• **AIM OF THE EXERCISE**:
I need only the number of lines in this data that contain the string "below".

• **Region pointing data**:
-*-

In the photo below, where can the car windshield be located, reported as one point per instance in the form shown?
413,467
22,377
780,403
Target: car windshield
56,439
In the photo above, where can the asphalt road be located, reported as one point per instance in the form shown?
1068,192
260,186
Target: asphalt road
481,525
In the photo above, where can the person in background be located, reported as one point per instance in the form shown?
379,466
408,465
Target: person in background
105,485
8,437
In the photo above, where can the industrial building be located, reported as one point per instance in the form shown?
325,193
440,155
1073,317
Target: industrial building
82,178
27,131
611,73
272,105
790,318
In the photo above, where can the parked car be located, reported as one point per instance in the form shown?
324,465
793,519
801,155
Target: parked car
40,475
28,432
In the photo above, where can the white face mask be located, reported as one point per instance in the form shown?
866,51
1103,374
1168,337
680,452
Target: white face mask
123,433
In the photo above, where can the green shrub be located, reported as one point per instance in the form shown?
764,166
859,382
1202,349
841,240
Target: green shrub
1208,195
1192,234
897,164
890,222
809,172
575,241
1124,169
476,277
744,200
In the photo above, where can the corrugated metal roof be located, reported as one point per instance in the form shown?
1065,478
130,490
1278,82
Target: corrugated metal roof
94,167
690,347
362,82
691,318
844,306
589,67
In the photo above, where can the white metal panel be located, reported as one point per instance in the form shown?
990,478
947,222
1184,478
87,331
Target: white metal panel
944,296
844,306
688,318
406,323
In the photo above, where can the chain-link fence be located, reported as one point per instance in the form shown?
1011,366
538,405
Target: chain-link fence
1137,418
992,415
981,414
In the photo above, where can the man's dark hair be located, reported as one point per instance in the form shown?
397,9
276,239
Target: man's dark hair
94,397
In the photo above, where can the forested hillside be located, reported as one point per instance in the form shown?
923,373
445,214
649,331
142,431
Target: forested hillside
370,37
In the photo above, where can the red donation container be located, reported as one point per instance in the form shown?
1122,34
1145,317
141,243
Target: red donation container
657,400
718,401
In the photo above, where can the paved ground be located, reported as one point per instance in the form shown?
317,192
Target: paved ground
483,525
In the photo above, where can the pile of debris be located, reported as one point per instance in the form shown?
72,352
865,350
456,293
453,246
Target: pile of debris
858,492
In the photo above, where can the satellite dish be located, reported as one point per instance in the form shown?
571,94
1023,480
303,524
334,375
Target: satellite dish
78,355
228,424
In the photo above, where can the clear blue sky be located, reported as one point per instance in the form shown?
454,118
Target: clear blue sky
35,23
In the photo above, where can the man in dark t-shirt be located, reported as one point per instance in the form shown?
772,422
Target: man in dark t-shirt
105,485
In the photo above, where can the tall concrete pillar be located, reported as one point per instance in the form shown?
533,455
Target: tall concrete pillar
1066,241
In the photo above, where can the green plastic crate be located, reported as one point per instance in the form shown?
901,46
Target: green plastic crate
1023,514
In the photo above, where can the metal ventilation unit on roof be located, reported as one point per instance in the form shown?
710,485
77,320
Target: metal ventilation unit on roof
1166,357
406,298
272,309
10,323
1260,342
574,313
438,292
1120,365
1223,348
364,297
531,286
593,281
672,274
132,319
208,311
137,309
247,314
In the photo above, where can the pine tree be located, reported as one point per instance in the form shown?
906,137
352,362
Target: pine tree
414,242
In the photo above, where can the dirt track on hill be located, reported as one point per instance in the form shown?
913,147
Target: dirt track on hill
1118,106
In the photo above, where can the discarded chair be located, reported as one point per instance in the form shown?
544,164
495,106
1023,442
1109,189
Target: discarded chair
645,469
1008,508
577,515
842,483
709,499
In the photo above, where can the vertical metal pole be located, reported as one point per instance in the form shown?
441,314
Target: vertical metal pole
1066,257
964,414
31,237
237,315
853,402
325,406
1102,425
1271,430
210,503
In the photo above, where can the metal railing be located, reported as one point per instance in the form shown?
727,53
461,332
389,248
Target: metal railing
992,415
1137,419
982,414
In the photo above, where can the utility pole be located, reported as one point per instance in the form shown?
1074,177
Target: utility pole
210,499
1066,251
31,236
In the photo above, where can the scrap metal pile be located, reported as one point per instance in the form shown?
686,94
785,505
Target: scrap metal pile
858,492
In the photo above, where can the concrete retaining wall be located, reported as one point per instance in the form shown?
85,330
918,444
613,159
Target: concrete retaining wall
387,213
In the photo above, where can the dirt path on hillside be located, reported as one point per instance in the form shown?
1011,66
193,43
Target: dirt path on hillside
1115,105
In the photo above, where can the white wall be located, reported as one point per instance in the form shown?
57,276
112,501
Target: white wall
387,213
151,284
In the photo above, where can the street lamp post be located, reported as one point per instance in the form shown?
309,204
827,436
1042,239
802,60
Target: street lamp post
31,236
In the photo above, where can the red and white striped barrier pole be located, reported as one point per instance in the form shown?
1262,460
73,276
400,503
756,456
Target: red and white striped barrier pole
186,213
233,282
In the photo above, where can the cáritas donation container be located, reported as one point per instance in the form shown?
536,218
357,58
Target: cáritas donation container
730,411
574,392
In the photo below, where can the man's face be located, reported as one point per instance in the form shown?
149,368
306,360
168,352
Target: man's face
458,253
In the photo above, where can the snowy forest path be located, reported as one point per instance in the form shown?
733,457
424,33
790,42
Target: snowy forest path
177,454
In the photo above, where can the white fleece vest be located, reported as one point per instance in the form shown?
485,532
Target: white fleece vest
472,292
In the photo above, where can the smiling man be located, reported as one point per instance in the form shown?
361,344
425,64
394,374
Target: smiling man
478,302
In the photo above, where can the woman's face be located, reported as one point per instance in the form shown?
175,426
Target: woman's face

-*-

• **EXERCISE OUTPUT**:
2